Directions for this task: Print, from the listing below, the lines starting at the line containing "Query: water reflection" and ending at the line containing "pixel 181 40", exactly as they stand, and print nothing else.
=== Section Start ===
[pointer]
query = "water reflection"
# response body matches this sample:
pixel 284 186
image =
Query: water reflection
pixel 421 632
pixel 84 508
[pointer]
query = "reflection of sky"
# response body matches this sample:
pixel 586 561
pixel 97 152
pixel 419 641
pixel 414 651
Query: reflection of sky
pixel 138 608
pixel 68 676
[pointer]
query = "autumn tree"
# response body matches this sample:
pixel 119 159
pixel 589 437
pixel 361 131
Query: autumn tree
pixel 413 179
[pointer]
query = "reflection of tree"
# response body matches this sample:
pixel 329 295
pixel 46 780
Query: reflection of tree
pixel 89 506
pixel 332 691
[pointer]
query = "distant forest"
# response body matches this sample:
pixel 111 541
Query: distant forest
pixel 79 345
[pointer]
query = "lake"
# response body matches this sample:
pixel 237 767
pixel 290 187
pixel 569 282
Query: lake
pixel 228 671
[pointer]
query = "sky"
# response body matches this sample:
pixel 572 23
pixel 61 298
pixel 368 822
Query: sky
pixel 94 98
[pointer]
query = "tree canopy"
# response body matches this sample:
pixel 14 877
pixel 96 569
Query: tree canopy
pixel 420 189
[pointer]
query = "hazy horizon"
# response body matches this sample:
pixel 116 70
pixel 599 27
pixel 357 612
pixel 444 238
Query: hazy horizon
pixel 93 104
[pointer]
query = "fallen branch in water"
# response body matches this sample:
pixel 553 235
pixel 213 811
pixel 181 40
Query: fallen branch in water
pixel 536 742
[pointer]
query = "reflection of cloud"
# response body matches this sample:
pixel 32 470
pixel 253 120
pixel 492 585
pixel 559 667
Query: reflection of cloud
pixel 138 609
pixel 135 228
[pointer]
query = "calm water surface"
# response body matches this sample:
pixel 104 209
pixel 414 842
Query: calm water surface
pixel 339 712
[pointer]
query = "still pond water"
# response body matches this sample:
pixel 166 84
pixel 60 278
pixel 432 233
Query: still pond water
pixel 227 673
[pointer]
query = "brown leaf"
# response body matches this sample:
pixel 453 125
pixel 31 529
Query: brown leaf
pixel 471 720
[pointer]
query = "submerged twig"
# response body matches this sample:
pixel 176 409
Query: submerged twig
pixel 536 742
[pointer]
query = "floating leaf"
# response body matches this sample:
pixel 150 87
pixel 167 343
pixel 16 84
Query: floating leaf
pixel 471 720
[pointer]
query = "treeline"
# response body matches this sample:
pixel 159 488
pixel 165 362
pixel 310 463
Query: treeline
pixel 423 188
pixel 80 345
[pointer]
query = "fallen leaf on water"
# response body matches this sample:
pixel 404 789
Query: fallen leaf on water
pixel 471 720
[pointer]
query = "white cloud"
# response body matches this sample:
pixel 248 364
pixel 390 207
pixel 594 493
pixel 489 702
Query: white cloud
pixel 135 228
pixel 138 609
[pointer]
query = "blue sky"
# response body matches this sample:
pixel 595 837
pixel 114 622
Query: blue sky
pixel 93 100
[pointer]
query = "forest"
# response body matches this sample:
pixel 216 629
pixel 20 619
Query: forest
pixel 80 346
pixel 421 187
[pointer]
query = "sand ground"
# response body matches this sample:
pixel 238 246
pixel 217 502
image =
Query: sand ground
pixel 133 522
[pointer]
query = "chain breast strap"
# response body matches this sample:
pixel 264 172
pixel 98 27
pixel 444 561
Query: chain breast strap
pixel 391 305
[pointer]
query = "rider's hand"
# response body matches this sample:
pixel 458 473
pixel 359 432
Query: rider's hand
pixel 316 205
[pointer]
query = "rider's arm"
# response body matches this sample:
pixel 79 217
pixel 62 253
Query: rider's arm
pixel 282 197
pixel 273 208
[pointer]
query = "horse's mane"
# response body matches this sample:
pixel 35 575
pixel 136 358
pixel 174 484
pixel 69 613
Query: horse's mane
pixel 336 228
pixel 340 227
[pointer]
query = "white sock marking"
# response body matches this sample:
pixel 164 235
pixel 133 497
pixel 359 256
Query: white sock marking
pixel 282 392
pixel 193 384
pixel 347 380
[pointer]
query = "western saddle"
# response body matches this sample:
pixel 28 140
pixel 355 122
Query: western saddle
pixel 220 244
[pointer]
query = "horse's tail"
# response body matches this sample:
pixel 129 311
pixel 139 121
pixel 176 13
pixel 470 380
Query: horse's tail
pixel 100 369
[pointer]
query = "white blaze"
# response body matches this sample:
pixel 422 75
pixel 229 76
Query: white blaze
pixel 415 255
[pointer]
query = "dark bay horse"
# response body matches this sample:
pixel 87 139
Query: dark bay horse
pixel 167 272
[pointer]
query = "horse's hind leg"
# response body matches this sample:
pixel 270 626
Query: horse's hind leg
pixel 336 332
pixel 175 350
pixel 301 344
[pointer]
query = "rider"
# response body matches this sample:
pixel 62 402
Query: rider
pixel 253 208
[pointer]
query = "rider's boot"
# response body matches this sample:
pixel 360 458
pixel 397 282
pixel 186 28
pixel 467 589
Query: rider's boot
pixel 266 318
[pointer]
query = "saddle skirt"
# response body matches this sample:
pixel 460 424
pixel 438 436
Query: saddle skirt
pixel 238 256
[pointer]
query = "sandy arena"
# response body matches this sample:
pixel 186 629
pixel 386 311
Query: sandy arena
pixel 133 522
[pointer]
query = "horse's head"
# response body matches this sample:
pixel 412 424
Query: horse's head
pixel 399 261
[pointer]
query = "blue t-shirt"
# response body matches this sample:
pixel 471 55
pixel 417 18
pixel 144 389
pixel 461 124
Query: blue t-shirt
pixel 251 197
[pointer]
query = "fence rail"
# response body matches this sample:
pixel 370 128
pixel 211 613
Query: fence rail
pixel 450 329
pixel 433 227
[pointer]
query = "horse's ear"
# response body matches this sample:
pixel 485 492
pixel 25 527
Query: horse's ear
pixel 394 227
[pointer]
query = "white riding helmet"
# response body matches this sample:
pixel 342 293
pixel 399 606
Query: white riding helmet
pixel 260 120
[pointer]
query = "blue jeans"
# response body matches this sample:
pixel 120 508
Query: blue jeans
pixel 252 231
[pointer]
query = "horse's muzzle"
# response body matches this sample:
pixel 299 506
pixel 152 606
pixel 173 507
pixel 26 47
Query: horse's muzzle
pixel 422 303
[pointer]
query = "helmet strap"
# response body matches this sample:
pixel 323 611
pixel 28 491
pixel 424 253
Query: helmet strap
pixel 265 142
=== Section End ===
=== Section Start ===
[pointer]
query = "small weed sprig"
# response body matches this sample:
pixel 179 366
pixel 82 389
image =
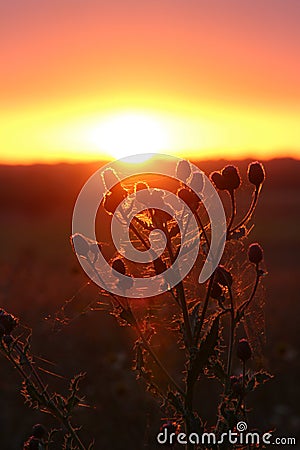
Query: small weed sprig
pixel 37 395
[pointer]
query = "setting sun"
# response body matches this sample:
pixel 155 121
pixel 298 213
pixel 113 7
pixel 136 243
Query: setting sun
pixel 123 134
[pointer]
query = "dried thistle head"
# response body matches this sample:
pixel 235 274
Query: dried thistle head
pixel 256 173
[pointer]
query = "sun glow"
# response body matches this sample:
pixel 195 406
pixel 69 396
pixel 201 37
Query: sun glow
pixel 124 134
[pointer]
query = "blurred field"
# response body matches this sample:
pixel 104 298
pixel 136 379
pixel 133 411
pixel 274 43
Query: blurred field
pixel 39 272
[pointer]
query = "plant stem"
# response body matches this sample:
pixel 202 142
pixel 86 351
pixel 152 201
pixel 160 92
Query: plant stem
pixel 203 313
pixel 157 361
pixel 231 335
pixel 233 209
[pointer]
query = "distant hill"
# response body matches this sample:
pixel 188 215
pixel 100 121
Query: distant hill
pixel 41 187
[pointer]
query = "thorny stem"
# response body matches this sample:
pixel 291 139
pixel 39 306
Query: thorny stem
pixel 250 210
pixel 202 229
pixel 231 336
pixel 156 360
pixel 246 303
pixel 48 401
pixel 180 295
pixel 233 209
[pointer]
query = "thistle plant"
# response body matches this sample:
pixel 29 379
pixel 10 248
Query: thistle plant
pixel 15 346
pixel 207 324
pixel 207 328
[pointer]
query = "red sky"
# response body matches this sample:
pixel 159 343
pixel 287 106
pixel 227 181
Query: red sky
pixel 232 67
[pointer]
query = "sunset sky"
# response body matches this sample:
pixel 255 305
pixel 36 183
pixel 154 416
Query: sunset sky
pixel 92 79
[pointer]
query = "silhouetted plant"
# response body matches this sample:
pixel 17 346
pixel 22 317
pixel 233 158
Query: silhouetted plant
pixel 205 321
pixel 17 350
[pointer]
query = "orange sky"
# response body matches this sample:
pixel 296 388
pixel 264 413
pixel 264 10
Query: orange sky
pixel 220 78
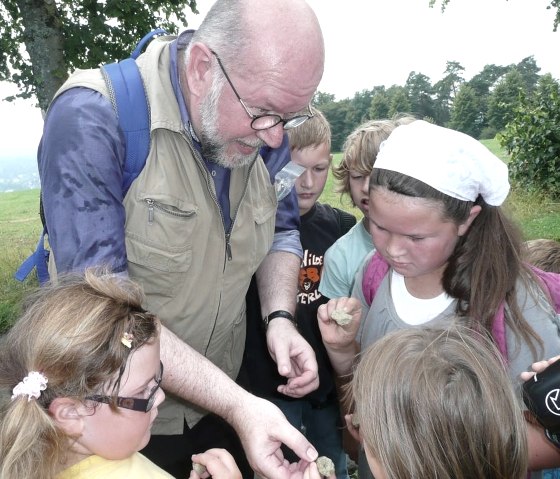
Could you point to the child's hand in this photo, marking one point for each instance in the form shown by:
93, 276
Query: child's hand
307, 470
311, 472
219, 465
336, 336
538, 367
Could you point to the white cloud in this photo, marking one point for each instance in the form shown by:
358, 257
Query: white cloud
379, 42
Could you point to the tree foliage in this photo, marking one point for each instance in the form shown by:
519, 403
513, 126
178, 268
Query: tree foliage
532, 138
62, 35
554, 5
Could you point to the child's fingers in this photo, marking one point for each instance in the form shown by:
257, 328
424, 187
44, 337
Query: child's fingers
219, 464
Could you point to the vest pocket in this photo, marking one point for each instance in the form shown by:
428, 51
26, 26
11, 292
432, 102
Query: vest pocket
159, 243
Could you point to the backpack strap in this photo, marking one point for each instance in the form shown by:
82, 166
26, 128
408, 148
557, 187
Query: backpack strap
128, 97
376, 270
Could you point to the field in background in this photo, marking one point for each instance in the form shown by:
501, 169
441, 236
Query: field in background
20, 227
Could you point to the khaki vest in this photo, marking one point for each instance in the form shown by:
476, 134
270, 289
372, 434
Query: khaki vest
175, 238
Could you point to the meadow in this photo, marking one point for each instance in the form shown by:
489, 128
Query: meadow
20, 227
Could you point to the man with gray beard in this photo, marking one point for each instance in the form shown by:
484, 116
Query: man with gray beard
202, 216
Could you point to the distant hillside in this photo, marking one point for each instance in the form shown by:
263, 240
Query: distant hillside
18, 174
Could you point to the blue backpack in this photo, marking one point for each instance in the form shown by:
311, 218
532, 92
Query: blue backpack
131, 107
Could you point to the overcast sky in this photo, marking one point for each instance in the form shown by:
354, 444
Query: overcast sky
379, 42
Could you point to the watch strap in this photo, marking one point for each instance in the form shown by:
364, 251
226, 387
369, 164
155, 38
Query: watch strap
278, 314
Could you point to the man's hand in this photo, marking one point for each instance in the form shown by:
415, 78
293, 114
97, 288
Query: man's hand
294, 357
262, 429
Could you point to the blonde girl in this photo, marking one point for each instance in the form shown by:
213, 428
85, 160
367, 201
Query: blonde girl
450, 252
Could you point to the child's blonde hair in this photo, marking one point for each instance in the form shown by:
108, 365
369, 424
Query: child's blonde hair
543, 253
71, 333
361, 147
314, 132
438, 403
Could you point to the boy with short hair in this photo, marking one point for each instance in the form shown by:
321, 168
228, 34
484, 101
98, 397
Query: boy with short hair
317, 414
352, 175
=== Section End ===
Reply:
Query: water reflection
pixel 421 632
pixel 84 508
[pointer]
query = "reflection of sky"
# response body matches this sample:
pixel 586 561
pixel 97 152
pixel 419 641
pixel 414 651
Query: reflection of sky
pixel 138 608
pixel 68 676
[pointer]
query = "autumn tree"
# response body matches this sample:
pixel 119 159
pixel 589 437
pixel 361 131
Query: autumn tree
pixel 413 179
[pointer]
query = "reflection of tree"
# response body matches this sample:
pixel 329 295
pixel 46 780
Query: reflection of tree
pixel 89 506
pixel 332 691
[pointer]
query = "distant forest"
# response body matches this sample:
pixel 111 541
Query: distant forest
pixel 79 345
[pointer]
query = "lake"
# response body matches this sample:
pixel 237 767
pixel 290 187
pixel 569 282
Query: lake
pixel 228 671
[pointer]
query = "sky"
# response body matches this sample:
pixel 572 23
pixel 61 298
pixel 368 822
Query: sky
pixel 94 98
[pointer]
query = "tree canopy"
# response body matches this sample:
pixel 14 877
pixel 96 569
Query: tree canopy
pixel 420 189
[pointer]
query = "hazy horizon"
# response body matches this sample:
pixel 116 70
pixel 599 27
pixel 357 612
pixel 444 238
Query: hazy horizon
pixel 93 104
[pointer]
query = "fallen branch in water"
# response body matches this sample:
pixel 553 235
pixel 213 811
pixel 181 40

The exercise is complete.